*** Opening of DATA IN THIS EXERCISE ***

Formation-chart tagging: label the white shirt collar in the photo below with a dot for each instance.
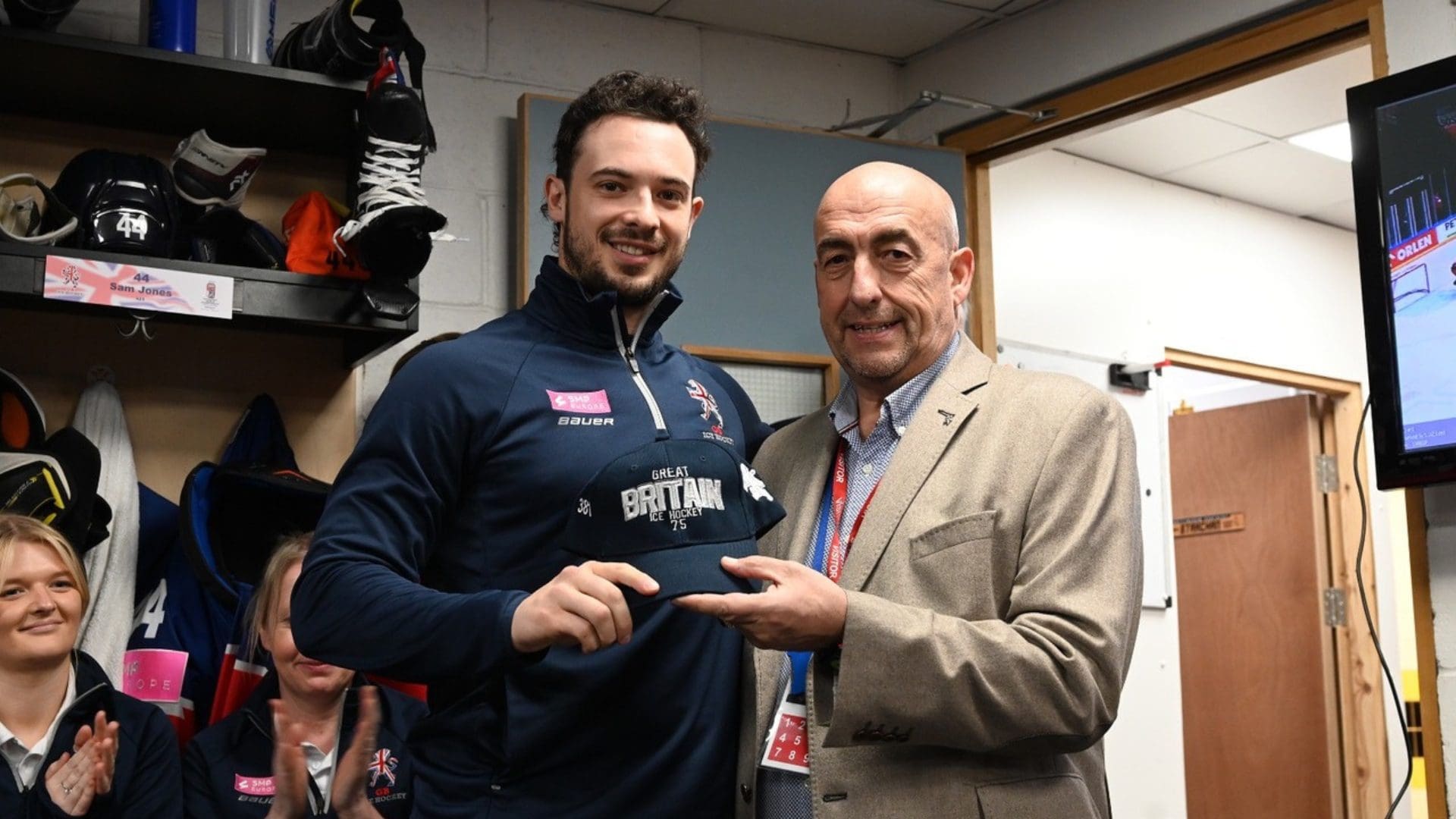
(321, 768)
(25, 763)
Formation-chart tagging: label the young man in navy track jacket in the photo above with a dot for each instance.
(436, 558)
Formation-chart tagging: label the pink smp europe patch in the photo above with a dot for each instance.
(584, 403)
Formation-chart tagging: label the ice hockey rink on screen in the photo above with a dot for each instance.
(1423, 289)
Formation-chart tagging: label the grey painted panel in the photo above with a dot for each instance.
(748, 276)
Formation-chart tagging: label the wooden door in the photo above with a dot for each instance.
(1258, 689)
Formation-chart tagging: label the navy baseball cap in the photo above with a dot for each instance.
(673, 509)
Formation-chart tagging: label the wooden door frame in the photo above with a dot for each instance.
(1163, 83)
(1360, 689)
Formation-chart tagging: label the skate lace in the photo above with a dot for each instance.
(389, 178)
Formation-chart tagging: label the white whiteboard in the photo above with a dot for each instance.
(1149, 419)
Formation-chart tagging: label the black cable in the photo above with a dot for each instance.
(1365, 604)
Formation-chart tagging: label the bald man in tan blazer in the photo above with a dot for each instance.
(971, 653)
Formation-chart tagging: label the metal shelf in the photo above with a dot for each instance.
(79, 79)
(73, 79)
(267, 300)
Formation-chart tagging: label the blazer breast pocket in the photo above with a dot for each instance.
(976, 526)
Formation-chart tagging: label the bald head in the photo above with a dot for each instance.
(889, 273)
(889, 181)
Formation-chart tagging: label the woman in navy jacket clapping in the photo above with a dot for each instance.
(312, 739)
(72, 744)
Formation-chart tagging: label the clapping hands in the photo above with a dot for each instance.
(86, 771)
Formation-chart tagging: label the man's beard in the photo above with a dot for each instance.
(592, 271)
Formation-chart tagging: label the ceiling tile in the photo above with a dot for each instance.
(873, 27)
(1274, 175)
(1338, 215)
(645, 6)
(1296, 101)
(1164, 143)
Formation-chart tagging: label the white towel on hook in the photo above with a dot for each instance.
(111, 566)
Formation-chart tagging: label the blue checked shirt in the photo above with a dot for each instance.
(783, 795)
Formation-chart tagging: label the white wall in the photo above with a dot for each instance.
(1060, 47)
(1106, 262)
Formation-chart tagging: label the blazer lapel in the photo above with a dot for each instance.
(946, 407)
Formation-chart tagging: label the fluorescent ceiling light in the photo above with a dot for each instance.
(1331, 140)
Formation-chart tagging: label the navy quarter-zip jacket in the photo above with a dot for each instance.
(147, 776)
(446, 518)
(226, 764)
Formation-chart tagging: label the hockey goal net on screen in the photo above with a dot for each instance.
(1408, 284)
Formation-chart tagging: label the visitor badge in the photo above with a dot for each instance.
(788, 746)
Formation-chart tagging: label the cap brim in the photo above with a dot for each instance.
(691, 570)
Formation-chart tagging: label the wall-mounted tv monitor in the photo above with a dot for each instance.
(1402, 130)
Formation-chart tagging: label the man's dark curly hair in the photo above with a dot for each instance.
(632, 93)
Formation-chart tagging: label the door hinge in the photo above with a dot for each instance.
(1334, 607)
(1327, 474)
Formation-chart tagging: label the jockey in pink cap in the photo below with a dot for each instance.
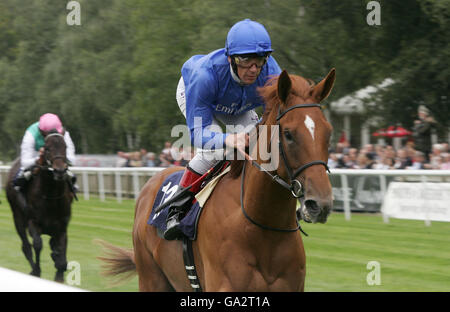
(33, 146)
(50, 121)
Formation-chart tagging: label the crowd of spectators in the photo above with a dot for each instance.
(386, 157)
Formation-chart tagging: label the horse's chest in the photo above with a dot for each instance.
(49, 221)
(250, 272)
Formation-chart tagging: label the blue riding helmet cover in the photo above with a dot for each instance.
(246, 37)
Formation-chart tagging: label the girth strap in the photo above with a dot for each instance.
(189, 264)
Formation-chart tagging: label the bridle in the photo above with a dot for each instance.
(295, 186)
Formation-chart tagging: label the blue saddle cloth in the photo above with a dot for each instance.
(188, 224)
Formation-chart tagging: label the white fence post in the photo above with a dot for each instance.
(136, 187)
(423, 179)
(101, 186)
(383, 187)
(345, 189)
(118, 186)
(85, 185)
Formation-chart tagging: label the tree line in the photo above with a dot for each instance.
(112, 79)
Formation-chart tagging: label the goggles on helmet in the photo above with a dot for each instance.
(248, 60)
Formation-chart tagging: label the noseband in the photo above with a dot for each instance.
(295, 187)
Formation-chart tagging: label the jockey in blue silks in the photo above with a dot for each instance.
(221, 88)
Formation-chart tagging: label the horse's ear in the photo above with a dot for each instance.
(284, 86)
(323, 88)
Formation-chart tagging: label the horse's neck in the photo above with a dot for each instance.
(267, 202)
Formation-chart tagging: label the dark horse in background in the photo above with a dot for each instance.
(48, 200)
(247, 241)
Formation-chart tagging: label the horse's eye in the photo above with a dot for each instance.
(288, 136)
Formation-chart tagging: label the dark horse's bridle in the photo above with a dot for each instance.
(295, 186)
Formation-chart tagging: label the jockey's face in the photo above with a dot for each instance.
(44, 133)
(249, 70)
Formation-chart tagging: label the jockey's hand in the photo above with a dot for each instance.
(238, 141)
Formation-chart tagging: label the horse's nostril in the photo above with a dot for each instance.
(312, 207)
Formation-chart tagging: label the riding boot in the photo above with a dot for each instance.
(73, 181)
(178, 208)
(19, 183)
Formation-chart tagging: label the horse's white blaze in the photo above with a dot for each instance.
(310, 125)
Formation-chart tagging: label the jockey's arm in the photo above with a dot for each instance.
(70, 149)
(28, 153)
(200, 95)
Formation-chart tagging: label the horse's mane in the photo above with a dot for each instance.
(301, 87)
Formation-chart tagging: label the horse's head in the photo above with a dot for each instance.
(54, 157)
(293, 104)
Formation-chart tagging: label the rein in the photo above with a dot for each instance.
(296, 187)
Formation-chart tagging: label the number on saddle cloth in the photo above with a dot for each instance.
(188, 225)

*** Close of DATA IN THIS EXERCISE ***

* _EXERCISE INSTRUCTIONS_: Pictures aside, restate the entries word for word.

* _RESPONSE TO THE EXERCISE_:
Formation-chart tagging: label the white shirt collar in the photo below with a dot for each instance.
(321, 768)
(25, 763)
Formation-chart tagging: label the young man in navy track jacket in the photo above with a dot for each instance.
(436, 558)
Formation-chart tagging: label the pink smp europe patch in the photo above with a dot for each instance.
(584, 403)
Formation-chart tagging: label the ice hockey rink on screen in the photo above with a dot for each instance.
(1423, 289)
Formation-chart tagging: label the grey painted panel in the photo above with a dot for each instance.
(748, 276)
Formation-chart tagging: label the wooden door in the photo above with a dot for each instance.
(1258, 689)
Formation-chart tagging: label the navy baseball cap in the photo above with a dot for each instance.
(673, 509)
Formation-chart tagging: label the wooden door frame in the photo above with a dot for each instance.
(1163, 83)
(1360, 689)
Formation-chart tagging: label the skate lace in the photo above with a dot for each instance.
(389, 178)
Formation-chart tagging: label the white whiteboard in the photo above with a dot for each instance.
(1149, 419)
Formation-chart tagging: label the black cable in the photo above with a dot for each instance.
(1365, 604)
Formation-chart tagging: label the bald man in tan blazer in the photo above with a dot for each instance.
(971, 653)
Formation-chart tagging: label the metal shelf in the photo above with a dot for each instance.
(79, 79)
(73, 79)
(267, 300)
Formation-chart tagging: label the blazer breast pocket in the photo above with a dot for each instance.
(976, 526)
Formation-chart tagging: label the bald head in the photo above with a dot for each instance.
(889, 273)
(889, 181)
Formation-chart tagging: label the woman in navy jacket clapping in the photo above with a dot for each instance.
(312, 739)
(72, 744)
Formation-chart tagging: label the clapping hands in the photo above with a dot for each instance.
(86, 771)
Formation-chart tagging: label the man's beard in the photo above with a dot for each instance.
(592, 271)
Formation-chart tagging: label the ceiling tile in the photo above with a dot for each instance.
(873, 27)
(1274, 175)
(1338, 215)
(645, 6)
(1296, 101)
(1164, 143)
Formation-chart tagging: label the white towel on hook in the photo above with a dot for each instance.
(111, 566)
Formation-chart tagging: label the blue checked shirt in the photo above with a dot for each instance.
(783, 795)
Formation-chart tagging: label the white wall in the photo above with a dot for each instance.
(1060, 47)
(1106, 262)
Formation-chart tagging: label the blazer lapel in the photo above with a dot for each instance.
(946, 407)
Formation-chart tagging: label the fluorescent ceiling light in the photo above with a dot for each instance.
(1331, 140)
Formation-chart tagging: label the navy quarter-zip jacket in the photo above with a dot for each instance.
(147, 776)
(446, 518)
(226, 764)
Formation-chart tagging: label the hockey goal net on screen in the photo above with a dot for each instance.
(1408, 284)
Formation-chart tagging: label the visitor badge in the photo above with a dot for each instance.
(788, 746)
Formation-chart tagging: label the cap brim in the photo above with a dot for each instance.
(691, 570)
Formation-chart tagging: label the wall-mounted tv monitor in the photo above with a dot for each instance.
(1402, 130)
Formation-chart tagging: label the man's dark curly hair in the photo above with a dot for each instance.
(632, 93)
Formation-chart tagging: label the door hinge in the photo above with a dot for each instance.
(1334, 607)
(1327, 474)
Formation-chart tagging: label the jockey in pink cap in the photo below with a dot for each instance.
(33, 146)
(50, 121)
Formation-chart tagging: label the crowd of spectators in the photo above with a dot for each instance.
(386, 157)
Formation-chart tagging: label the horse's chest in the photo above with a dot for each instance.
(49, 221)
(250, 272)
Formation-chart tagging: label the blue riding helmet cover in the photo above with a dot for each instance.
(246, 37)
Formation-chart tagging: label the girth strap in the photo above with a dot for each instance.
(189, 264)
Formation-chart tagging: label the bridle in the photo above with a dot for each instance.
(295, 186)
Formation-chart tagging: label the blue saddle cloth in the photo above with a dot for each instance.
(188, 224)
Formation-chart tagging: label the white fence post in the photo above with a dot for each instance.
(136, 187)
(423, 179)
(101, 186)
(383, 187)
(345, 189)
(118, 186)
(85, 185)
Formation-chart tagging: label the tree line in the photo above with a dot for each instance.
(112, 79)
Formation-chart tagging: label the goggles on helmet in the photo above with a dot for each instance.
(248, 60)
Formation-chart tagging: label the noseband in the photo above with a dot for each instance.
(295, 187)
Formation-chart tagging: label the jockey in blue silks in the photo above with a dot for each instance.
(221, 88)
Formation-chart tagging: label the horse's ear in the photo above with a dot for each instance.
(284, 86)
(323, 88)
Formation-chart tagging: label the horse's neck in the photo above with a dot for each instance.
(267, 202)
Formation-chart tagging: label the dark horse in background in the photo above with a dot for each instance.
(48, 200)
(247, 241)
Formation-chart tagging: label the horse's eye in the photo above with a dot for each instance.
(288, 136)
Formation-chart tagging: label the dark horse's bridle in the photo above with a dot for each instance.
(295, 186)
Formation-chart tagging: label the jockey's face in the photo above with a dot for each instance.
(44, 133)
(249, 70)
Formation-chart tagging: label the jockey's hand in the photo above with a dot for each instance.
(238, 141)
Formation-chart tagging: label the horse's nostril in the photo above with a dot for each instance.
(312, 207)
Formation-chart tagging: label the riding boot in the photo above with a dot for each instance.
(73, 181)
(178, 208)
(19, 183)
Formation-chart tagging: label the horse's white blaze in the photo above with a dot for each instance.
(310, 125)
Formation-chart tagging: label the jockey's arm in the photo above with a dot for each instance.
(70, 149)
(28, 153)
(200, 95)
Formation-chart tagging: label the horse's mane in the photo above with a dot for each instance.
(301, 87)
Formation-chart tagging: label the horse's head in the photo above with a dot for each instance.
(54, 157)
(293, 104)
Formation-chart tagging: label the rein in the photo above with a dot for each instance.
(296, 187)
Formation-chart tagging: label the number on saddle cloth in the photo above with a dot for each instance.
(188, 225)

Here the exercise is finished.